··· Vorgegebener Text

Am Sonntag nach Fronleichnam begleitet die Musikkapelle Engerazhofen den Festgottesdienst mit anschließender Prozession der Pfarrei St. Elisabeth in der Kirche St. Sebastian im Berliner Stadtteil Wedding. Viele hunderte, wenn nicht sogar tausend Menschen aus den 6 Gemeinden der Pfarrei besuchen nach einer dreijährigen Corona-Zwangspause den festlichen Gottesdienst. Bis hinaus vor die Tore der Kirche stehen sie, um der Feier beizuwohnen. Die Musikkapelle Engerazhofen untermalt mit weltlichen und kirchlichen Musikstücken wie „Musica Gloriosa“ und „Gottheit tief verborgen“ den Gottesdienst. Die Prozession führt unter der musikalischen Begleitung der Allgäuer Musikkapelle um den Straßenzug der Kirche St. Sebastian. Beim anschließenden Beisammensein genießen die Besucher nicht nur die verschiedenen international-kulinarischen Köstlichkeiten, sondern auch Märsche wie „In Harmonie vereint“ beim Standkonzert der Engerazhofer.
Musik, Glauben und der Gemeinschaftssinn vereinen die Menschen aus dem ursprünglichen Allgäu und dem urbanen Berlin miteinander.


Organisator und ehrenamtlicher Mitarbeiter der katholischen Kirchengemeinde, Georg Mesus, verlor vor 30 Jahren bei einem Familienurlaub auf einem Bauernhof in Reichenhofen sein Herz an das schöne Allgäu. Seit diesem Urlaub kehrt er jährlich zurück. Es entstehen Bekanntschaften, auch Freundschaften und die Idee einmal im Jahr eine Musikkapelle aus dem Allgäu nach Berlin zu holen. So lädt Mesus schon seit 2001 Musikkapellen aus dem Allgäu ein. Die Reichenhofer Musikkapelle machte den Anfang. „Es ist einfach schön, immer wieder Freunde zu treffen und neue Freundschaften zu schließen. Diese Tradition wird fortgesetzt. Mit der Musikkapelle Wuchzenhofen bin ich im Gespräch für den Besuch im nächsten Jahr. Danach folgen eventuell Schloß Zeil und Diepoldshofen“, erzählt Georg Mesus.

2020 seien die Engerazhofer an der Reihe gewesen, doch Corona machte der Konzertreise einen dicken Strich durch die Rechnung. Aber aufgeschoben ist nicht aufgehoben und so fährt Vorstand Alfred Sipple mit 33 Mitgliedern der Musikkapelle Engerazhofen am Donnerstag, den 8. Juni 2023, nach Berlin.

Nach zehn Stunden Busfahrt begrüßen die Mitglieder des Albertusheim e.V. die Musikkapelle herzlich und sorgen mit Grillwürsten und Salatbuffet für das leibliche Wohl in der zeitweiligen Unterkunft im Grünen in Friedrichshagen. Gedankt wird mit einem Ständchen unter der musikalischen Leitung von Johannes Sgier, der später den Taktstock kurzerhand an Georg Mesus weitergibt, der ihn aber liebevoll seinem Sohn Johannes reicht. „Hier im Albertusheim erlebte ich 2007 die Geburtsstunde der Band Woizahuper mit, als sich ein paar Musikanten aus der Jugendkapelle spontan zusammensetzen und musizierten“, erinnert sich Mesus.

······
··· Vorliegende Datensätze

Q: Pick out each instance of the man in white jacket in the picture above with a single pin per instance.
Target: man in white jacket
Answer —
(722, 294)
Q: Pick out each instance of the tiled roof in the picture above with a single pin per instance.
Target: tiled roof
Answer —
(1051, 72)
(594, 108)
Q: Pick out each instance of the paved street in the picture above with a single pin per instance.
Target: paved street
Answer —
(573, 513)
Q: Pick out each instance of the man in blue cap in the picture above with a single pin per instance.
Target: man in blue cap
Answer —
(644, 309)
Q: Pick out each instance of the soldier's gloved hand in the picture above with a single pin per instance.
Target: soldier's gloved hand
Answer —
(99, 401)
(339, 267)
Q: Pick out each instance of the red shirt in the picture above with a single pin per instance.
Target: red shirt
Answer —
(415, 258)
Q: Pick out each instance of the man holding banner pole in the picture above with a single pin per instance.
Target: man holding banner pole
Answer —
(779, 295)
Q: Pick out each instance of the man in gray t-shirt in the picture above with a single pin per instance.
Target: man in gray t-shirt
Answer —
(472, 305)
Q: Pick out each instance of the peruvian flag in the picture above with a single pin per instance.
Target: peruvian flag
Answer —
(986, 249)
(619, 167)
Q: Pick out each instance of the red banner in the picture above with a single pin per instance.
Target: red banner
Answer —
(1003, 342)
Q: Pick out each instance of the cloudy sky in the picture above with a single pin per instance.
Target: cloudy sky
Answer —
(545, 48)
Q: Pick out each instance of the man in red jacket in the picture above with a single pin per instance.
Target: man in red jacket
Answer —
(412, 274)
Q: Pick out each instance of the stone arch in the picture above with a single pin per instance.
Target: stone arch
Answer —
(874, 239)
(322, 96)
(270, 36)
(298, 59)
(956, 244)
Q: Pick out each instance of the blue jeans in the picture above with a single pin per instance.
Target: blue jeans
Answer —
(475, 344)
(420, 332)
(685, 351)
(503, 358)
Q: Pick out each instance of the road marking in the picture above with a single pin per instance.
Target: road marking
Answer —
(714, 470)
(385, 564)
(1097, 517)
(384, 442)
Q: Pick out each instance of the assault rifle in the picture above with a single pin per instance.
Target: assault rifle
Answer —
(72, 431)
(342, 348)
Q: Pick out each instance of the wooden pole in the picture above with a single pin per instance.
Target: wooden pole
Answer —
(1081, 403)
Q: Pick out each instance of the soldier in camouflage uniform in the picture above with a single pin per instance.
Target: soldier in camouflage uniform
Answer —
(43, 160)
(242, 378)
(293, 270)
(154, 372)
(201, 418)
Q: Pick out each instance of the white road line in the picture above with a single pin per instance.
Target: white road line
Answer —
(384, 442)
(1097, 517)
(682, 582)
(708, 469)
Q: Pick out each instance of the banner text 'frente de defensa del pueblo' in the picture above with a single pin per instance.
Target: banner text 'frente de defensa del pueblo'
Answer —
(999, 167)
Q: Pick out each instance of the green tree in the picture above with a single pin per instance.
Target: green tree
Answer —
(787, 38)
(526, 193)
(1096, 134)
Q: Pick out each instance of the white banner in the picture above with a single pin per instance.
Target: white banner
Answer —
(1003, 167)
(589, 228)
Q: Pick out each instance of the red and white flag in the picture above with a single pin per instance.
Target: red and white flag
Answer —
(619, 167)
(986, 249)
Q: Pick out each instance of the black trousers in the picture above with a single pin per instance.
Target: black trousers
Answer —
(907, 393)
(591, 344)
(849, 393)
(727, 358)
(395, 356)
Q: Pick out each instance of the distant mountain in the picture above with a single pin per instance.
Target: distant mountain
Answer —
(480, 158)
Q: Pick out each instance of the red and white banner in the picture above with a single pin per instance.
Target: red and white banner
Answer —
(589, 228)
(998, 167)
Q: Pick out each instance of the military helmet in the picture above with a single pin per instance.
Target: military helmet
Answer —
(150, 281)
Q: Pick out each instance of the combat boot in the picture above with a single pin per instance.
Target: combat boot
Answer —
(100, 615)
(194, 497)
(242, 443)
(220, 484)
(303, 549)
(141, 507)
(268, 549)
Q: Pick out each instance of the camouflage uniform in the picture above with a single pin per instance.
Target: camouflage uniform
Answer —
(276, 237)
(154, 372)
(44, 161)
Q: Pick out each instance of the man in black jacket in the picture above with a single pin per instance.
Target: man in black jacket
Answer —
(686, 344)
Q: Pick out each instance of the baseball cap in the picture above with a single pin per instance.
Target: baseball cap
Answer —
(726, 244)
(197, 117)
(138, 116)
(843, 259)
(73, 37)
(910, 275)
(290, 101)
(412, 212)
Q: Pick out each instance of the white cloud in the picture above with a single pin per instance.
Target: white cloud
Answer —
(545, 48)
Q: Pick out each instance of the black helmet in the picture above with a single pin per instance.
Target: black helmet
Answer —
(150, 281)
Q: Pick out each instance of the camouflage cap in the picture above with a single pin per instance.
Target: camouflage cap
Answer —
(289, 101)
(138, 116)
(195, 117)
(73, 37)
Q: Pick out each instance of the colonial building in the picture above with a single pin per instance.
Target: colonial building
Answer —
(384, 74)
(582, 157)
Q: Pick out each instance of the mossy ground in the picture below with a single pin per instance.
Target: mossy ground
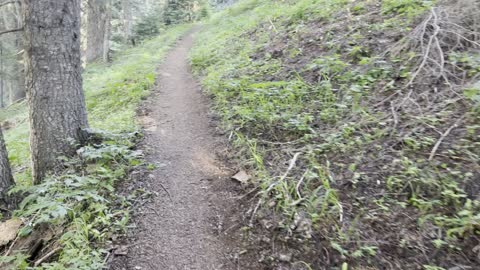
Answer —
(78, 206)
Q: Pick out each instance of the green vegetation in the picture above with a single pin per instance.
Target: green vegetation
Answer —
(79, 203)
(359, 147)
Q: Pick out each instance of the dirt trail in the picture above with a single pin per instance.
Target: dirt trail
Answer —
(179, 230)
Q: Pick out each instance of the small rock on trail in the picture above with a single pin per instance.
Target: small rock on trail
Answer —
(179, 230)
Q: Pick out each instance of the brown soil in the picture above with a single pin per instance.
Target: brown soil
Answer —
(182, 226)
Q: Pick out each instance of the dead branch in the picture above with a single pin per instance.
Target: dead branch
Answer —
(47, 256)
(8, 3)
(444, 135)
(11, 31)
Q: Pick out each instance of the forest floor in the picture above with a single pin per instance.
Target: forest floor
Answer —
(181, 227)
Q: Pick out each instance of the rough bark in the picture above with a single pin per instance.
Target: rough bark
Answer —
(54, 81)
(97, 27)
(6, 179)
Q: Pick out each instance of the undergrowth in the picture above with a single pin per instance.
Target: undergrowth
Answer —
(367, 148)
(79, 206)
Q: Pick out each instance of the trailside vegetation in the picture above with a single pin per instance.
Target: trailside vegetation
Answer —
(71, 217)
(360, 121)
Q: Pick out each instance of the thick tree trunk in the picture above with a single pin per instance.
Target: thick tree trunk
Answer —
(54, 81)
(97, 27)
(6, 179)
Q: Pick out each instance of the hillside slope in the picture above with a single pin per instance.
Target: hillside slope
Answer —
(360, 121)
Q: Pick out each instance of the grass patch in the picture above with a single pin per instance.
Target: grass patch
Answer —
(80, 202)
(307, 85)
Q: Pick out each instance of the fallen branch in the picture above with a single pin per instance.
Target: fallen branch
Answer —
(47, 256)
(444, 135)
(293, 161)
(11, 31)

······
··· Vorliegende Datensätze

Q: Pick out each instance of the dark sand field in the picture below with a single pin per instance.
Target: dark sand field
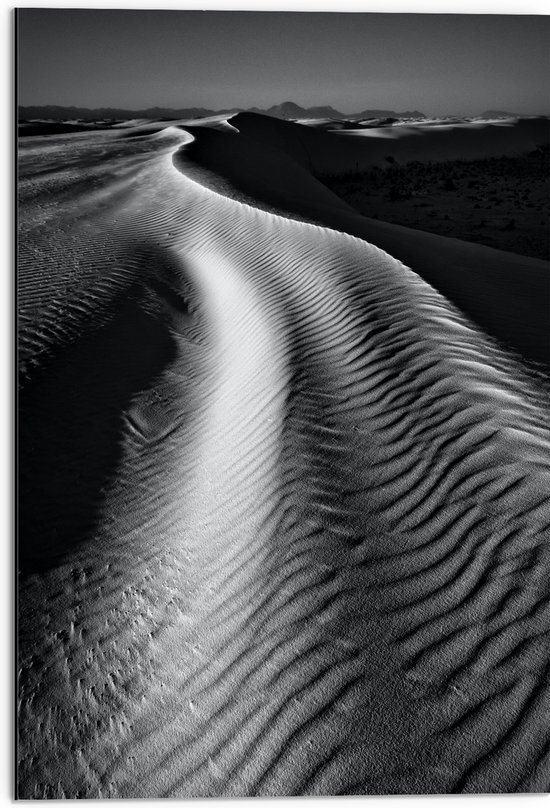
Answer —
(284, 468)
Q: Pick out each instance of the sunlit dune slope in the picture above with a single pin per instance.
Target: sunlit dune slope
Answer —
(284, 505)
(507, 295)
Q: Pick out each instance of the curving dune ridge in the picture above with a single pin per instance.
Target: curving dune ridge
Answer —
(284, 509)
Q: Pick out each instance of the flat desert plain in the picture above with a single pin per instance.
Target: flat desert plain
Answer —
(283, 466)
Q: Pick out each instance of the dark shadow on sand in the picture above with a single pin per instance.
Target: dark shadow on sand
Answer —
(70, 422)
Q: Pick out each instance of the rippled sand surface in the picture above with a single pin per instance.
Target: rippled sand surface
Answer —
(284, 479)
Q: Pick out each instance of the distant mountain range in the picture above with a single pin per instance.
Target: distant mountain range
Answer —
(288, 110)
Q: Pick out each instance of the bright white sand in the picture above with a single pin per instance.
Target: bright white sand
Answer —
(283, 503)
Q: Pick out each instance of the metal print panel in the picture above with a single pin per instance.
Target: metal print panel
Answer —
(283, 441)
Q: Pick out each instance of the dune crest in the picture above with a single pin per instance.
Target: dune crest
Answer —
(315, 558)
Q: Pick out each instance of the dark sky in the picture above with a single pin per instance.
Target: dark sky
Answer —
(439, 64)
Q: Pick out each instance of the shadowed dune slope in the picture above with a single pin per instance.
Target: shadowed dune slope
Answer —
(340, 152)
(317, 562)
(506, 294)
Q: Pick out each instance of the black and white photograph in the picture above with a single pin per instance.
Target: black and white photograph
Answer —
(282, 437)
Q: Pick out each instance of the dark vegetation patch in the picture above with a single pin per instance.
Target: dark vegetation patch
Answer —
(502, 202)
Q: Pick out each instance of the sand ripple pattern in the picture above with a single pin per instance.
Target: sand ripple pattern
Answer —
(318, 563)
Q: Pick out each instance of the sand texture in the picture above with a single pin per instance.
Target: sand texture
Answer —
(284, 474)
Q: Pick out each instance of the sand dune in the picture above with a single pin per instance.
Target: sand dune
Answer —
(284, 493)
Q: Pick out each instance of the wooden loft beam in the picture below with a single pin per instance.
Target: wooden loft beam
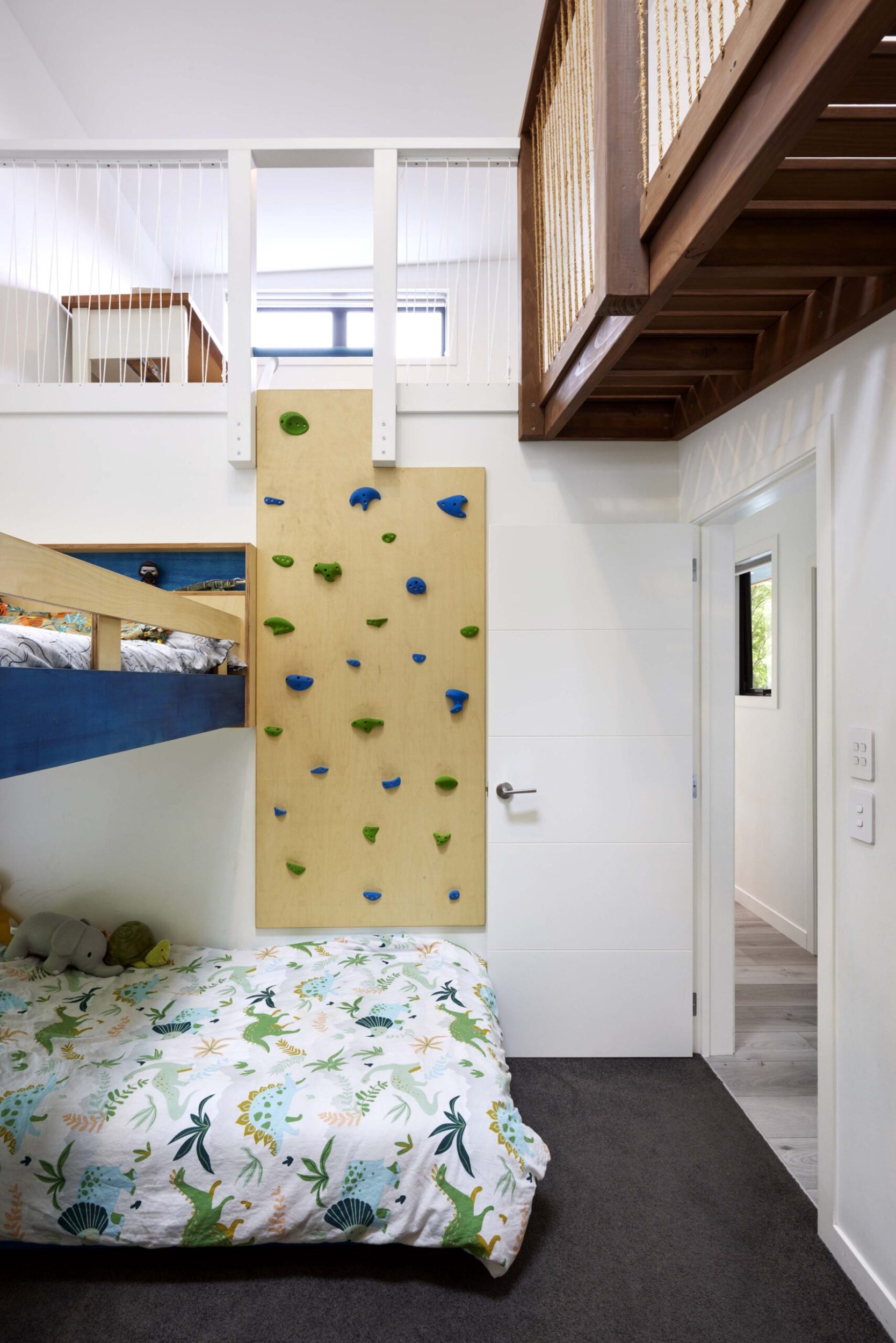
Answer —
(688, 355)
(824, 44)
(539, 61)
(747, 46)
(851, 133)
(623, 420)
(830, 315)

······
··· Vorliegende Datensätze

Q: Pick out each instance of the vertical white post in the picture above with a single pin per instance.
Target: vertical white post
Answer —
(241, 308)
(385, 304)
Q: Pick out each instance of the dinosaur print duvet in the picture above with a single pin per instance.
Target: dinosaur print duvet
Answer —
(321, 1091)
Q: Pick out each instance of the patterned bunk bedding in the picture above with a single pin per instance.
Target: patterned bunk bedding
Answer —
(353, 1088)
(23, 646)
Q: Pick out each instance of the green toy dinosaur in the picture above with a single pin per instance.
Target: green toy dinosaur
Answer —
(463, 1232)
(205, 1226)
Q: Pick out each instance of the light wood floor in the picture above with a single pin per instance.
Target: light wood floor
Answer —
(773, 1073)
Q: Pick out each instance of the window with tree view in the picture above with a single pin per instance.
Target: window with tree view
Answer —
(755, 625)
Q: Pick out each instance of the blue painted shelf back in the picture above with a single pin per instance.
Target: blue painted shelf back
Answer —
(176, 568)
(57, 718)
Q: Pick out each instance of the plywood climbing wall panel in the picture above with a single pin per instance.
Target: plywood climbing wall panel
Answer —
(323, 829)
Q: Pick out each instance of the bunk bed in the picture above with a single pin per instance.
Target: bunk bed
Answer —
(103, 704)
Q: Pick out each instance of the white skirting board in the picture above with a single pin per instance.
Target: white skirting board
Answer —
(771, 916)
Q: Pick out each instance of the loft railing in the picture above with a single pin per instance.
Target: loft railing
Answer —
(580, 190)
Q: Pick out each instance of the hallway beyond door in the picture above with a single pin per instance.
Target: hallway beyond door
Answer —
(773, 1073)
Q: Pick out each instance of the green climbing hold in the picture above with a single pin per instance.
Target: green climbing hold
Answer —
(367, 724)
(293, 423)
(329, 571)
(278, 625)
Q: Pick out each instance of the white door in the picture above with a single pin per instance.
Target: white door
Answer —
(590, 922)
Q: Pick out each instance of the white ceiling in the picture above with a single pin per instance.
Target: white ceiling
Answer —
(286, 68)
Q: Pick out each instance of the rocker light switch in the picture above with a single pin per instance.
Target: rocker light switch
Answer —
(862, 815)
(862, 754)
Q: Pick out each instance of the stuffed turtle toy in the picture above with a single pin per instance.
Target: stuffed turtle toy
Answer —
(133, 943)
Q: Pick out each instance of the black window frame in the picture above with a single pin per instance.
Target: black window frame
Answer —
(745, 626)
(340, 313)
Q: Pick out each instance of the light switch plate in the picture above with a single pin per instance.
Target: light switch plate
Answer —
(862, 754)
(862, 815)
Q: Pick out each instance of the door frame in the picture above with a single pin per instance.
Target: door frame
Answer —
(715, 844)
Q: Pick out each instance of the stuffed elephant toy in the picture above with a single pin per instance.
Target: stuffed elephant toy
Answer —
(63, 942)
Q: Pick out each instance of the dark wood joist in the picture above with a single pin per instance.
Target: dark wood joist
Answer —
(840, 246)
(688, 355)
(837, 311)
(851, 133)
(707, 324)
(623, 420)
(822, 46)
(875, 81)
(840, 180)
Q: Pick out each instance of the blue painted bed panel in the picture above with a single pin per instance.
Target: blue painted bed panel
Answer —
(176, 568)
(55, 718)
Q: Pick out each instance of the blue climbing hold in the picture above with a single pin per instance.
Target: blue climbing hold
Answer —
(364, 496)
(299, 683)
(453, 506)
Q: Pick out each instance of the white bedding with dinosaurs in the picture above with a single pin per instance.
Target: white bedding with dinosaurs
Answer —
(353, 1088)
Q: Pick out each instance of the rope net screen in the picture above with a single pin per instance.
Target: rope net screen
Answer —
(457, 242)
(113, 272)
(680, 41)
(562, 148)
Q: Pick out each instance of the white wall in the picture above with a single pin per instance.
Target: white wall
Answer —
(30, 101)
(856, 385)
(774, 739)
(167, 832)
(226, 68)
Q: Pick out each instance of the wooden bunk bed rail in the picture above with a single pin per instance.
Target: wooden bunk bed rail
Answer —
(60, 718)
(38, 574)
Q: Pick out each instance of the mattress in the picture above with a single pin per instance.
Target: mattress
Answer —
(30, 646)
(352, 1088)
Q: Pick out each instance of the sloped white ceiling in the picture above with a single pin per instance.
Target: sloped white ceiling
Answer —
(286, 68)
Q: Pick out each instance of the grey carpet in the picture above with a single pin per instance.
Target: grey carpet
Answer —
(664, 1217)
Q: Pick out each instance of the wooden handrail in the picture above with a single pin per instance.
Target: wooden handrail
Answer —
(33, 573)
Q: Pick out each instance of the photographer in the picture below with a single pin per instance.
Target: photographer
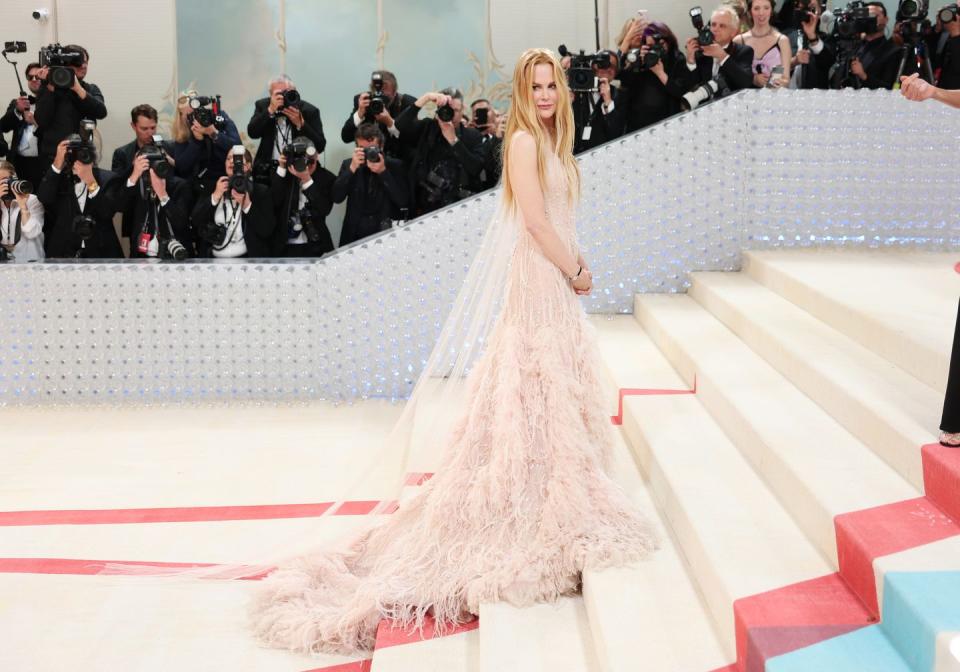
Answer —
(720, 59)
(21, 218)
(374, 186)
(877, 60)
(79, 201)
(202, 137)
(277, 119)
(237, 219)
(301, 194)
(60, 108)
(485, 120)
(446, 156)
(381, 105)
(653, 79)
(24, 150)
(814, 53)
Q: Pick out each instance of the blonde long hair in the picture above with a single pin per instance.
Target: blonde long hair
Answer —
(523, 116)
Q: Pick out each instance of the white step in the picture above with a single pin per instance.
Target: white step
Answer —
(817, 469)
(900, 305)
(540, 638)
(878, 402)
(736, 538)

······

Zu erledigende Aufgaben:
**A.** Mit wie vielen Mitgliedern der Musikkapelle Engerazhofen fährt Vorstand Alfred Sipple laut dem Bericht über den Berlin-Besuch der Kapelle nach Berlin?
**B.** Gib aus dem Bericht über den Berlin-Besuch der Musikkapelle Engerazhofen den Abschnitt wortgetreu wieder, der mit den Worten um "Organisator und ehrenamtlicher" einsetzt und mit "erzählt Georg Mesus." schließt.

Lösungen je Aufgabe:
**A.** Mit 33 Mitgliedern.

**B.**
Organisator und ehrenamtlicher Mitarbeiter der katholischen Kirchengemeinde, Georg Mesus, verlor vor 30 Jahren bei einem Familienurlaub auf einem Bauernhof in Reichenhofen sein Herz an das schöne Allgäu. Seit diesem Urlaub kehrt er jährlich zurück. Es entstehen Bekanntschaften, auch Freundschaften und die Idee einmal im Jahr eine Musikkapelle aus dem Allgäu nach Berlin zu holen. So lädt Mesus schon seit 2001 Musikkapellen aus dem Allgäu ein. Die Reichenhofer Musikkapelle machte den Anfang. „Es ist einfach schön, immer wieder Freunde zu treffen und neue Freundschaften zu schließen. Diese Tradition wird fortgesetzt. Mit der Musikkapelle Wuchzenhofen bin ich im Gespräch für den Besuch im nächsten Jahr. Danach folgen eventuell Schloß Zeil und Diepoldshofen“, erzählt Georg Mesus.